Reproduce all of the data exactly.

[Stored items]
################

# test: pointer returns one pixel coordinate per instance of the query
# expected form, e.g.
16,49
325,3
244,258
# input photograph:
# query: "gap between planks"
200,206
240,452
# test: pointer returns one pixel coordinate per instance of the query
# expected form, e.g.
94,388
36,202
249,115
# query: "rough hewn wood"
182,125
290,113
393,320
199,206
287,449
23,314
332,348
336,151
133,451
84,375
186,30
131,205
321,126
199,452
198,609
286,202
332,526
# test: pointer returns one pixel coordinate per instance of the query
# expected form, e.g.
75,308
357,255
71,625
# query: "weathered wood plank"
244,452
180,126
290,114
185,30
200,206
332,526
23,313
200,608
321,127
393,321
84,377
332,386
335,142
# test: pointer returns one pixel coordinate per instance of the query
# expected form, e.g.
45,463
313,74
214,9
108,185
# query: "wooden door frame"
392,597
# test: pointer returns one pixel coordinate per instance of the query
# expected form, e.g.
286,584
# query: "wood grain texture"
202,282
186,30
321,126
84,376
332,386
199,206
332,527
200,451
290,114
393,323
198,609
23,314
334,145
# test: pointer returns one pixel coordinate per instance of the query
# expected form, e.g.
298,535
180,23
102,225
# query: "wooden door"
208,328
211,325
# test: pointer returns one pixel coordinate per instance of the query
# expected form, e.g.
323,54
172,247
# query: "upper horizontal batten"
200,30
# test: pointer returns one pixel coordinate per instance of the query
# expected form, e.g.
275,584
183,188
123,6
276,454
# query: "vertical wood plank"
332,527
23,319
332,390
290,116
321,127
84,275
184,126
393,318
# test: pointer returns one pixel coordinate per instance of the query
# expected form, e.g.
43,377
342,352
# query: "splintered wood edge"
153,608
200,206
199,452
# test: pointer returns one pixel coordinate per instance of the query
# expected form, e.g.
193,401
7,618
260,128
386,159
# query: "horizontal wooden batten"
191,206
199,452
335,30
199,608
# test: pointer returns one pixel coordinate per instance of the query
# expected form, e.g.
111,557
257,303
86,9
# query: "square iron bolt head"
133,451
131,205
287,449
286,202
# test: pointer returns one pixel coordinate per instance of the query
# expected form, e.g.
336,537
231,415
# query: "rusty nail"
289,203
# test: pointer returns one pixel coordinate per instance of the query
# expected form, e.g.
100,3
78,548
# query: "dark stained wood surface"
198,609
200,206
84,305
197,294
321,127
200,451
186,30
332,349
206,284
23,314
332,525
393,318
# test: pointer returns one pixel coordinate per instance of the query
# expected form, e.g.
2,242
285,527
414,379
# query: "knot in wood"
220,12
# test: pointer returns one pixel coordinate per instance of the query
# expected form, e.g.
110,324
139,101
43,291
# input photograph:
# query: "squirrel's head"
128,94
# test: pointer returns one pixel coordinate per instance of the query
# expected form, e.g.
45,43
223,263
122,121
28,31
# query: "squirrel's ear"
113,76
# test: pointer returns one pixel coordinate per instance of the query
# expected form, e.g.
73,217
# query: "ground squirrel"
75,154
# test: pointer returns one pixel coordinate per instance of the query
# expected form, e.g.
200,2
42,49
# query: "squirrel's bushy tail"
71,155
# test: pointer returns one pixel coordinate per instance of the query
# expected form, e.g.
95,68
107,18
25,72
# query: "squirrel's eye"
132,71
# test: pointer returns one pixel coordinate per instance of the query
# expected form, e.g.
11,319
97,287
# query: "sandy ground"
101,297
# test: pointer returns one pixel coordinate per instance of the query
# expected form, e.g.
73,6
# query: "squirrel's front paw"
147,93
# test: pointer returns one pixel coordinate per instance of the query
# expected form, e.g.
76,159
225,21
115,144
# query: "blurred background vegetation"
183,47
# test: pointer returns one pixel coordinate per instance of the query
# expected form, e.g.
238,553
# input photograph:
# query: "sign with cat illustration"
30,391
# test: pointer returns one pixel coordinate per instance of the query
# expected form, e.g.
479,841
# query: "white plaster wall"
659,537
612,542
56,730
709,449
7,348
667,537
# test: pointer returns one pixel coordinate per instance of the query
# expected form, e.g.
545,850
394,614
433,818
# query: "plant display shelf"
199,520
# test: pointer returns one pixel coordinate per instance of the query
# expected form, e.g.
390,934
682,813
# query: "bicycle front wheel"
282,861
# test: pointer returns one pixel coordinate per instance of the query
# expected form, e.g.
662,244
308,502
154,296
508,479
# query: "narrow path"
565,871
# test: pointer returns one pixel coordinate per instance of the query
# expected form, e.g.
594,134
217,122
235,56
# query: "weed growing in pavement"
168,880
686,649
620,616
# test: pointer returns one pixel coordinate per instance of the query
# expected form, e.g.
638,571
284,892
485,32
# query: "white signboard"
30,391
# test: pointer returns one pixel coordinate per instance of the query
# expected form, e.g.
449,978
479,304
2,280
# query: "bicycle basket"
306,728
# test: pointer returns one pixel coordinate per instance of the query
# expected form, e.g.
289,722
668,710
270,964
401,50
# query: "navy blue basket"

################

◆ **The output**
# test: pointer returns one pixel coordinate per instance of the query
# expected form, e.g.
16,49
325,3
244,258
# input photograph:
# query: "gap between planks"
200,206
240,452
# test: pointer returns one pixel coordinate per instance of the query
# expected form, e.g.
94,388
36,202
249,115
# query: "rough hewn wood"
182,125
290,113
393,320
199,206
287,449
23,314
332,348
336,151
133,451
84,375
186,30
131,205
321,126
199,452
198,609
286,202
332,526
# test: pointer returns one pixel coordinate per instance of the query
# expected form, e.g.
75,308
357,255
71,625
# query: "weathered wood plank"
244,452
180,126
290,114
185,30
200,206
332,526
23,313
200,608
321,127
393,321
84,377
332,386
335,142
# test: pointer returns one pixel coordinate per instance of the query
# expected form, e.g.
45,463
313,74
214,9
108,185
# query: "wooden door frame"
392,597
# test: pointer returns one pixel coordinate per instance of the query
# expected form, e.g.
286,584
# query: "wood grain texture"
202,282
186,30
321,126
84,376
332,386
199,206
332,527
200,451
290,114
393,323
198,609
23,314
334,145
# test: pointer returns one pixel coordinate per instance of the query
# expected form, e.g.
298,535
180,23
102,225
# query: "wooden door"
208,328
211,325
# test: pointer returns one pixel coordinate per instance of the query
# expected form, e.g.
323,54
172,247
# query: "upper horizontal batten"
200,30
# test: pointer returns one pixel coordinate per instance of the query
# expected form, e.g.
275,584
183,188
123,6
276,454
# query: "vertical wood plank"
332,527
23,319
332,390
290,116
321,127
84,275
184,126
393,318
# test: pointer returns one pixel coordinate per instance of the query
# expected form, e.g.
43,377
342,352
# query: "splintered wood edge"
153,608
200,206
199,452
# test: pointer returns one pixel coordinate per instance of the query
# expected form, e.g.
193,401
7,618
260,128
386,159
# query: "horizontal wooden batten"
191,206
199,452
335,30
199,608
# test: pointer returns one pixel coordinate per instance of the query
# expected form, e.g.
111,557
257,303
86,9
# query: "square iron bolt head"
133,451
131,205
287,449
286,202
# test: pointer returns one pixel coordinate per instance of the query
# expected form, e.g.
336,537
231,415
# query: "rusty nail"
289,203
# test: pointer returns one pixel coordinate per instance of the query
# expected form, e.g.
100,3
78,548
# query: "dark stained wood surface"
198,609
200,206
84,305
197,294
321,127
200,451
186,30
332,349
206,284
23,314
332,525
393,318
# test: pointer returns one pixel coordinate per instance of the query
# expected form, e.g.
2,242
285,527
414,379
# query: "knot in wood"
220,12
# test: pointer returns one pixel coordinate per instance of the query
# expected form, e.g.
110,324
139,101
43,291
# input photograph:
# query: "squirrel's head"
128,94
# test: pointer returns one pixel coordinate per instance of the query
# expected form, e.g.
45,43
223,263
122,121
28,31
# query: "squirrel's ear"
113,76
# test: pointer returns one pixel coordinate per instance of the query
# expected form, e.g.
73,217
# query: "ground squirrel"
75,154
# test: pointer returns one pixel coordinate per instance of the query
# expected form, e.g.
200,2
42,49
# query: "squirrel's bushy tail"
71,155
# test: pointer returns one pixel coordinate per instance of the query
# expected form, e.g.
95,68
107,18
25,72
# query: "squirrel's eye"
132,71
# test: pointer returns one pixel coordinate per instance of the query
# expected form, e.g.
11,319
97,287
# query: "sandy ground"
101,297
# test: pointer returns one pixel coordinate per instance of the query
# expected form, e.g.
73,6
# query: "squirrel's front paw"
147,93
# test: pointer returns one pixel coordinate per instance of the query
# expected form, e.g.
76,159
225,21
115,144
# query: "blurred background vegetation"
183,47
# test: pointer returns one pixel coordinate per instance of the query
# expected form, e.g.
238,553
# input photograph:
# query: "sign with cat illustration"
30,391
# test: pointer returns one pixel coordinate per instance of the query
# expected form, e.g.
479,841
# query: "white plaster wall"
659,537
612,542
56,730
709,449
7,348
667,537
# test: pointer returns one pixel coordinate per instance of the query
# expected form, e.g.
545,850
394,614
433,818
# query: "plant display shelf"
199,520
# test: pointer returns one pixel coordinate per instance of the query
# expected form, e.g.
390,934
682,813
# query: "bicycle front wheel"
282,861
# test: pointer returns one pixel coordinate per instance of the query
# expected form, e.g.
662,244
308,502
154,296
508,479
# query: "narrow path"
565,871
# test: pointer returns one pixel coordinate per instance of the query
# expected form, e.g.
594,134
217,122
235,56
# query: "weed growing in pavement"
168,880
686,649
620,616
# test: pointer returns one pixel coordinate per instance of the query
# expected form, e.g.
638,571
284,892
485,32
# query: "white signboard"
30,391
# test: pointer returns one pixel coordinate per instance of the query
# expected form, e.g.
449,978
479,304
2,280
# query: "bicycle basket"
306,728
# test: pointer returns one pixel coordinate per instance of the query
# expected form, e.g.
289,722
668,710
270,964
401,50
# query: "navy blue basket"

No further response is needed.